**** Source extract ****

Faced with shaky outside funding and seeking support locally in competition with professions, sciences, and social sciences, area studies programs have demonstrated intellectual inadequacy and an incapacity to generate political support. The old institutions of area studies emerged from a set of opportunistic alliances cobbled together across disciplines. These have been very productive ‑‑ and they still are ‑‑ but their intellectual output was has not been reinvested in the reproduction of intellectual capital for area studies. Arguments in favor of area studies have remained opportunistic, tied to an outmoded rationale for the flow of funding from government and foundations. Thus when area studies were challenged by the social sciences at the end of the Cold War, the social sciences won, hands down, because area studies had no theory of itself for its self‑protection, no intellectual mastery of its own fate.
Global forms of knowledge and their advocates will not generate the funding for area studies unless the necessity for area‑specific knowledge is clearly and widely understood. But instead of building its own intellectual foundations in the university, the intellectual benefits of area studies -- including more language teaching -- have gone to the disciplines. Meanwhile, as area studies specialists have worked for local funding, for tenure, and for promotions in their disciplinary departments, they have joined inter‑disciplinary programs in ethno-history, comparative literature, women's studies, Afro‑American studies, ethnic studies, and transnational cultural studies, which do not define themselves by area, but rather by the intersection of disciplines. One of the critical arguments for area studies program‑‑ that they provide a productive space for interdisciplinary collaboration‑‑ has now been usurped by other interdisciplinary programs. The institutions of area studies ‑‑ and the process and logic of area studies knowledge production ‑‑ have not been intellectually reinvented or theoretically reinvested with the creative energies of scholars who were trained in area studies programs. Some scholars have reinvented their institutional and personal interest in area studies territory. African Studies in particular has paid attention to its own legacy of productivity. But the volume on Africa and the Disciplines, published in 1993, has no analogue for other world areas; it expresses a specifically African studies intelligence and interest. It does not seek to provide a theory or intellectual rationale for area‑specific knowledge or for area studies in general.

**** Extracted entries ****

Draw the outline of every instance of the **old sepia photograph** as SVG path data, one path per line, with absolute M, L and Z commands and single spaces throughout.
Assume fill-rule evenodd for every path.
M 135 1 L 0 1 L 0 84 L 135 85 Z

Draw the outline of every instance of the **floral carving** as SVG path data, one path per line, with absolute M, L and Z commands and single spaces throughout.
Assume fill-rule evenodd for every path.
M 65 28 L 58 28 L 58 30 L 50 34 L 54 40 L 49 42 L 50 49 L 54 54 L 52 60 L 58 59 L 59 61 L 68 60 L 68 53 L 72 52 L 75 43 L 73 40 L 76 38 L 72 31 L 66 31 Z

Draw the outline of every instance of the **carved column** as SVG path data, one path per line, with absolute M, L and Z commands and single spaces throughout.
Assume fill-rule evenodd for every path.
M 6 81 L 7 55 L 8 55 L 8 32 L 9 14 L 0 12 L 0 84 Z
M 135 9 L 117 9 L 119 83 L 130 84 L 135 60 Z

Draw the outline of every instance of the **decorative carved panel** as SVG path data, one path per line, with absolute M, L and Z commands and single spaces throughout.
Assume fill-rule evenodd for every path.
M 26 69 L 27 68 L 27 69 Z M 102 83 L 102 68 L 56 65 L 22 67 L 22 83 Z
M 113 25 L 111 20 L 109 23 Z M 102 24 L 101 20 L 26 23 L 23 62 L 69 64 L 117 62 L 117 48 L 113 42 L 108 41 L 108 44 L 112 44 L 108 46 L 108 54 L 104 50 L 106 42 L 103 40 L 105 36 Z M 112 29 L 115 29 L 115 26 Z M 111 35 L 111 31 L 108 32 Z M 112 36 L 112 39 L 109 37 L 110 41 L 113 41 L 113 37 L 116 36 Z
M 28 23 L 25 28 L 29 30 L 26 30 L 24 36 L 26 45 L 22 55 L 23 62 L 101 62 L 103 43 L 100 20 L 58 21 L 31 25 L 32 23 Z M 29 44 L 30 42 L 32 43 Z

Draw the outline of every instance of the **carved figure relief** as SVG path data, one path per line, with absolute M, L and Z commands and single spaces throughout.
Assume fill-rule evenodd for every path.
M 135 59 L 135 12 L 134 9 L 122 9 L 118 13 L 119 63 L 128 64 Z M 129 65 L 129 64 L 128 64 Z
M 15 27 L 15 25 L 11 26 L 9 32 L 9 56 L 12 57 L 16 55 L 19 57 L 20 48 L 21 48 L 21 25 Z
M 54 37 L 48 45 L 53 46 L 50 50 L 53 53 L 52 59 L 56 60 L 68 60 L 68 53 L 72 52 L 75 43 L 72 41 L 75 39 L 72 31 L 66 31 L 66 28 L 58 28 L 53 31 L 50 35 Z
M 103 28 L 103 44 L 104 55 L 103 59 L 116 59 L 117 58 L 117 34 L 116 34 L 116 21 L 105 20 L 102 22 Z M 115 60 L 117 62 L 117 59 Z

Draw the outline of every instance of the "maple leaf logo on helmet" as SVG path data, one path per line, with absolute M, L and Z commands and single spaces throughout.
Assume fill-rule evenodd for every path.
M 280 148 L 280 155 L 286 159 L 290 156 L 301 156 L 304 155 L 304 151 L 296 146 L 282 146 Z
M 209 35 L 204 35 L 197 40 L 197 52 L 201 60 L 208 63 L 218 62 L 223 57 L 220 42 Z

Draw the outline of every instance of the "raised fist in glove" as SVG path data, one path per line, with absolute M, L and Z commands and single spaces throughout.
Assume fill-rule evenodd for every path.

****

> Short exercise: Carry the passage on area studies programs forward, starting right after its final sentence.

> Response to this task:
There is no theory of area studies or of area‑specific knowledge; there is only a set of institutional, personal, and fragmented disciplinary, market, and professional interests that converge primarily on funding. The organizations that should have taken the lead in forming a broad theoretical basis for area studies are the area studies associations -- the African Studies Association, Association of Asian Studies, Latin American Studies Association, and Middle East Studies Association -- which have done little except tout the importance of their own world area. In the case of African studies, this effort has included exceptional efforts to theorize connections across world areas ‑‑ most particularly with Latin America, but also, to a lesser extent, Asia. But, this kind of cross‑area work has for the most part been a project within the disciplines of history and anthropology or an effort to increase the vitality of one area studies project by drawing upon its relations with others.
Area studies scholars working within their own disciplines and across disciplines, and to some extent, across areas, have transformed the substance of area studies knowledge substantially in the last twenty years. But being divided by discipline and by their separately institutionalized area studies interests, they have not bothered even to describe, let alone to theorize, area‑specific knowledge as such. When their funding is threatened, they compete. A broadly based theory for area studies that would make sense of the historical development of area studies forms of knowledge in a world of globalization would require a kind of collaboration across disciplines and areas that does not yet exist.
Potentially, area studies presents an academic counterpoint to globalization and a critical perspective on the new globalism. The kind of area studies knowledge that is a specifically an American combination of rustic parochial isolationism and elite imperial expansionism is not merely a feature of globalization, it is also a breeding ground for new global theories and anxieties. Globalization is site‑specific and part of the world constitutes the center of its own global experience. Area studies scholarship is in a position to articulate the territoriality of globalization.
The SSRC solution to the problem of reorganizing area studies is a logical one: to internationalize area‑specific scholarship and to extract area studies from its American moorings. Putting globalization in the perspective of all the various regions of the world, rather than seeing it as a singular process emanating from imperialist capitals, reveals a vast patchwork of world territories which have been both increasingly integrated and differentiated during the long history of globalization. Europe, Africa, and China assumed their modern identity as world regions in the context of globalization.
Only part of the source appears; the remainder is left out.